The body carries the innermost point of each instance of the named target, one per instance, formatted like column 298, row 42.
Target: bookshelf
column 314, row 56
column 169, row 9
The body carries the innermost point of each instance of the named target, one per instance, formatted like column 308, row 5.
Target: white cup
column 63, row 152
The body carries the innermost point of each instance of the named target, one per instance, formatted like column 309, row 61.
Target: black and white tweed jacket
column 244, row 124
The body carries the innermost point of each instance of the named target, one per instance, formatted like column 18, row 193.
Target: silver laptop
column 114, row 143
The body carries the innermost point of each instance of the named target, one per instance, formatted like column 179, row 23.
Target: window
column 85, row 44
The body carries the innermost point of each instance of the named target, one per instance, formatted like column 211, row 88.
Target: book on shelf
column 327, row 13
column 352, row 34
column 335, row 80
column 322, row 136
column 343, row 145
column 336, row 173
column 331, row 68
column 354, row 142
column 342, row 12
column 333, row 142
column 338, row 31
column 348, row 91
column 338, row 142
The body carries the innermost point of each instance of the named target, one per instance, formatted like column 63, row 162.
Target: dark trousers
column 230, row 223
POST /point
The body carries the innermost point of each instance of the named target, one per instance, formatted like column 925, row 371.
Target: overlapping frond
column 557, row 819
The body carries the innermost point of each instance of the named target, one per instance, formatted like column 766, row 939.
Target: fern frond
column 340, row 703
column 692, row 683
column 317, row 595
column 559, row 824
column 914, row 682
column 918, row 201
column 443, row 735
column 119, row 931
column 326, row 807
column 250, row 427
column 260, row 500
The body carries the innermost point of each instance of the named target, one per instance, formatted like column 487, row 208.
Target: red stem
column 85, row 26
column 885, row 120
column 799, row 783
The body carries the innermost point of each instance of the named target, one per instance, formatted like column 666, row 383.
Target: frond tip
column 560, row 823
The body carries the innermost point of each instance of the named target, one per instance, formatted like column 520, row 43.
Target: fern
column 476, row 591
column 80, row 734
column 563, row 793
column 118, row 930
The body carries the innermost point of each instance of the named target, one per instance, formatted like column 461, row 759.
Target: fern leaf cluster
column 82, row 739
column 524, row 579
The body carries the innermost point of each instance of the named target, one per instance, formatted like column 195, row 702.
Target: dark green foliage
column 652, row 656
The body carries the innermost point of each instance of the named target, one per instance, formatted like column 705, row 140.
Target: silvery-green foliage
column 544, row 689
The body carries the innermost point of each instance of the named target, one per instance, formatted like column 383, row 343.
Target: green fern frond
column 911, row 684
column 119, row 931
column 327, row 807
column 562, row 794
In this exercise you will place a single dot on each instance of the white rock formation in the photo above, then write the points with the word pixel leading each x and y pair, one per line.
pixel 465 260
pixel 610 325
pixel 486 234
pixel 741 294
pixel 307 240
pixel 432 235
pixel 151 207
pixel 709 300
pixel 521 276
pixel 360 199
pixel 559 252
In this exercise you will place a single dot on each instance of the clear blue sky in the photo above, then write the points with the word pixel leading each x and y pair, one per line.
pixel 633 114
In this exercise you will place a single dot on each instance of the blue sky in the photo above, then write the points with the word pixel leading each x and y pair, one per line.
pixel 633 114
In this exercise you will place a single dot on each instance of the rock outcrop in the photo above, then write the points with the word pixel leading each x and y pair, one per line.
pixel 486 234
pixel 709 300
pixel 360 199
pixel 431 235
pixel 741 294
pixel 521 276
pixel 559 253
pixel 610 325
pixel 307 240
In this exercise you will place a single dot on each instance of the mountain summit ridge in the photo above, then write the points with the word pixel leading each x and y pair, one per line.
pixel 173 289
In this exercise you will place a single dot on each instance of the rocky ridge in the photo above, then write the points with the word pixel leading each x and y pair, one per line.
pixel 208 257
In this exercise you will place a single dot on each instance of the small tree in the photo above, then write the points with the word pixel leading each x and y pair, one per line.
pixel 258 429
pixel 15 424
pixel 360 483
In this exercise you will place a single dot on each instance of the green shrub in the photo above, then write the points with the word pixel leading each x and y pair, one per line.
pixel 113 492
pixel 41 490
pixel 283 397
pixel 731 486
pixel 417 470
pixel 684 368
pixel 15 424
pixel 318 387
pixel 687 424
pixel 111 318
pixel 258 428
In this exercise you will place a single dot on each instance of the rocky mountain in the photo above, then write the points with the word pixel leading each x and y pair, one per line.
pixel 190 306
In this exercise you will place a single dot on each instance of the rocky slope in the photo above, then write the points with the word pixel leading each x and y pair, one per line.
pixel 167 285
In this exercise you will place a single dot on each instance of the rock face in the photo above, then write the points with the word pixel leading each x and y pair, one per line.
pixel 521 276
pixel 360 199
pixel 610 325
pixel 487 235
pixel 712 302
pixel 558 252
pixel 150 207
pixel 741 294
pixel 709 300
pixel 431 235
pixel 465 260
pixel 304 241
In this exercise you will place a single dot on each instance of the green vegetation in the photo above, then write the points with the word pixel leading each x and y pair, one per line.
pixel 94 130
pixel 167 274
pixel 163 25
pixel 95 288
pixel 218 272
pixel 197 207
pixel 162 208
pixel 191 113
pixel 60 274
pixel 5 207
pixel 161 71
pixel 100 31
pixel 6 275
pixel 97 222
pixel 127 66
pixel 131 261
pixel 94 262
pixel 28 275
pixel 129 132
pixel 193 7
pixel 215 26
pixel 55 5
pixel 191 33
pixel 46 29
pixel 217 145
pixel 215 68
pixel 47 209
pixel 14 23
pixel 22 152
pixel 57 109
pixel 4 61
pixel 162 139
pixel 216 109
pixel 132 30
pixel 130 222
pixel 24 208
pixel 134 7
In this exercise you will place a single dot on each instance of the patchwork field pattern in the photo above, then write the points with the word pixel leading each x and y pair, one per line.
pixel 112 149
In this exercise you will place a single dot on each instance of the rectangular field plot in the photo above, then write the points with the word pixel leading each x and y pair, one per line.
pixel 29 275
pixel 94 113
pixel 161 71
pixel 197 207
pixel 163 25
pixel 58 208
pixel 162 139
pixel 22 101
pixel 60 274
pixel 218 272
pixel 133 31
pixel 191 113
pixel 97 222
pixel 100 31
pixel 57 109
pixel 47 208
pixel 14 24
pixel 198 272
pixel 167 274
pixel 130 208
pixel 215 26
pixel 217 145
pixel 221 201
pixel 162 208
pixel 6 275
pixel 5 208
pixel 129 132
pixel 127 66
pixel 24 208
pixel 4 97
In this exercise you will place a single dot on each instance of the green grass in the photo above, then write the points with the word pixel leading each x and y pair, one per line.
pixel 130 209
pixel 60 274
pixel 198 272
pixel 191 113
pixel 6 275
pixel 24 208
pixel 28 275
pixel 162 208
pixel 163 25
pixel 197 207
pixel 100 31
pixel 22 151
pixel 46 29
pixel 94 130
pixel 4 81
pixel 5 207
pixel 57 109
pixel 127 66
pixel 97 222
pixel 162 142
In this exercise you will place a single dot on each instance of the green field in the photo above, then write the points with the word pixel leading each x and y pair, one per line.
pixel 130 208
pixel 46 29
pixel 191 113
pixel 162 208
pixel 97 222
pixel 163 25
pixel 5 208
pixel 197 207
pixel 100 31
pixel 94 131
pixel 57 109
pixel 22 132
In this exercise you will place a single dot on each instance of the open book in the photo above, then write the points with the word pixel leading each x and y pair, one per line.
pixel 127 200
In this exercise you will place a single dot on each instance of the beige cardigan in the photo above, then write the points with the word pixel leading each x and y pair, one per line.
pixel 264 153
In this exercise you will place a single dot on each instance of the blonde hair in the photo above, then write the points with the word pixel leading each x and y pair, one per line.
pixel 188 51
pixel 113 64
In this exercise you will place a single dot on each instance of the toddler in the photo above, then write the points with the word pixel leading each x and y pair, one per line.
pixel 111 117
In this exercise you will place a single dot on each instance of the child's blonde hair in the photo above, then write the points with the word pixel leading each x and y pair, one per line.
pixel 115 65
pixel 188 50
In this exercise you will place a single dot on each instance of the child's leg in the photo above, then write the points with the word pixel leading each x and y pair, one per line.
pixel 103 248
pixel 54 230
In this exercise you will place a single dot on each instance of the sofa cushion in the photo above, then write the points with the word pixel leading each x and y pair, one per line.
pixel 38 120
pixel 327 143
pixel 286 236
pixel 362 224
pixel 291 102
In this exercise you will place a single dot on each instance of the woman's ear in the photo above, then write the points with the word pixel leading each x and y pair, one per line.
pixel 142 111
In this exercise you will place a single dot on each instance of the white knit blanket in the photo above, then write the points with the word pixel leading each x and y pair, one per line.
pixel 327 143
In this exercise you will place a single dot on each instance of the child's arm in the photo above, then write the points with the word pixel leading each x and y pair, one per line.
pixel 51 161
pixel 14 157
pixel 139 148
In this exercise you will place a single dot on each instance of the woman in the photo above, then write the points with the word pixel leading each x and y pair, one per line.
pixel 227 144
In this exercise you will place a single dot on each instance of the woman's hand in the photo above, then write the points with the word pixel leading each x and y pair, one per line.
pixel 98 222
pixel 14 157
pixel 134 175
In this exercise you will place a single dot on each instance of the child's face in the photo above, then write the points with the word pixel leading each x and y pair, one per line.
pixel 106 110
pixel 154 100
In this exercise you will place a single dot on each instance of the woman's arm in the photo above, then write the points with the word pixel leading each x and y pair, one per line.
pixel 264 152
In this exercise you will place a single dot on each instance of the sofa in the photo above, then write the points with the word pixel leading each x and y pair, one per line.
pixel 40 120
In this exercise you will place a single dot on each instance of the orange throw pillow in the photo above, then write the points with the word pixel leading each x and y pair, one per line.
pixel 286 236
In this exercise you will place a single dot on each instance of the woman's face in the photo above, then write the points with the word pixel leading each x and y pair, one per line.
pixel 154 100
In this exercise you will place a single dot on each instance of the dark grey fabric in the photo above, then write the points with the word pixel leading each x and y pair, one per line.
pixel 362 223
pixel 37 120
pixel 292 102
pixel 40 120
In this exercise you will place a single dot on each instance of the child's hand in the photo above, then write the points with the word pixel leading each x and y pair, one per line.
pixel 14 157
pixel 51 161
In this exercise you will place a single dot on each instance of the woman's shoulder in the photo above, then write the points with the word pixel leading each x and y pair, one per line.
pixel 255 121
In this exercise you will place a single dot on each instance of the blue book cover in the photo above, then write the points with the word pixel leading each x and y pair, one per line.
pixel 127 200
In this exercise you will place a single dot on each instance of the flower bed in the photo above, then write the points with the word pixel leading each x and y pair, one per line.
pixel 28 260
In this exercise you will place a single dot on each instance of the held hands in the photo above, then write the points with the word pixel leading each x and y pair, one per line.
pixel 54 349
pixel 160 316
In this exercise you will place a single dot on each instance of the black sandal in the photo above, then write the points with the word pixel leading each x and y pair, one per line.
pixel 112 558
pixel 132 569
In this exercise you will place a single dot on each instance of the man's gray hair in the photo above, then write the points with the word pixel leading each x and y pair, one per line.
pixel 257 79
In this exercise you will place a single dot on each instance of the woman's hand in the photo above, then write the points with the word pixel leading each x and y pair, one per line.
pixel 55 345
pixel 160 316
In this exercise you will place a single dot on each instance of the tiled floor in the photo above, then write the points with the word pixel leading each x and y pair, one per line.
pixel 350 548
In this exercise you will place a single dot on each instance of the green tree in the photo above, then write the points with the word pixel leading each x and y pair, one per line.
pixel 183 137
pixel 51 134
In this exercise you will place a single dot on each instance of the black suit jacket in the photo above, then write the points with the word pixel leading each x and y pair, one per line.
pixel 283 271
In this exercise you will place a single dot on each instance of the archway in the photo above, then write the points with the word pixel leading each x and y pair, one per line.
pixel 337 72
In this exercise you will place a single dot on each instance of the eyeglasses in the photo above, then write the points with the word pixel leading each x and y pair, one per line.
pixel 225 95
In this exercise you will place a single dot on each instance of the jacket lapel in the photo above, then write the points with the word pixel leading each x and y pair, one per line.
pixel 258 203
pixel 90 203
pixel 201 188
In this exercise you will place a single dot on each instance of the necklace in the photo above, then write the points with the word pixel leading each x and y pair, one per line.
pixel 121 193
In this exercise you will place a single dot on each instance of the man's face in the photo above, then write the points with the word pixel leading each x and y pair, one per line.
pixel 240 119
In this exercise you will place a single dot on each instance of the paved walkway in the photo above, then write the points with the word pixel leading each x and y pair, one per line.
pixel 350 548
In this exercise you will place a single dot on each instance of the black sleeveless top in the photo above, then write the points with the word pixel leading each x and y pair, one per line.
□ □ □ □ □ □ □
TASK GOAL ->
What you give back should be exactly the lines of the data above from the line with "Target: black and white tweed jacket" through the line with "63, row 162.", both of those included, and nothing more.

EXERCISE RESPONSE ->
Target: black and white tweed jacket
column 244, row 124
The body carries the innermost point of each instance of the named target, one per instance, formatted like column 18, row 193.
Target: silver laptop
column 114, row 143
The body carries the innermost point of each instance of the named target, one per instance, formatted like column 179, row 23.
Target: window
column 85, row 44
The body carries the innermost point of each instance of the named target, one per instance, formatted like column 211, row 88.
Target: book on shelf
column 327, row 13
column 352, row 34
column 335, row 80
column 322, row 136
column 343, row 145
column 336, row 173
column 331, row 68
column 354, row 142
column 342, row 12
column 333, row 142
column 338, row 31
column 348, row 91
column 338, row 142
The body carries the innermost point of each instance of the named target, one per instance, formatted like column 63, row 162.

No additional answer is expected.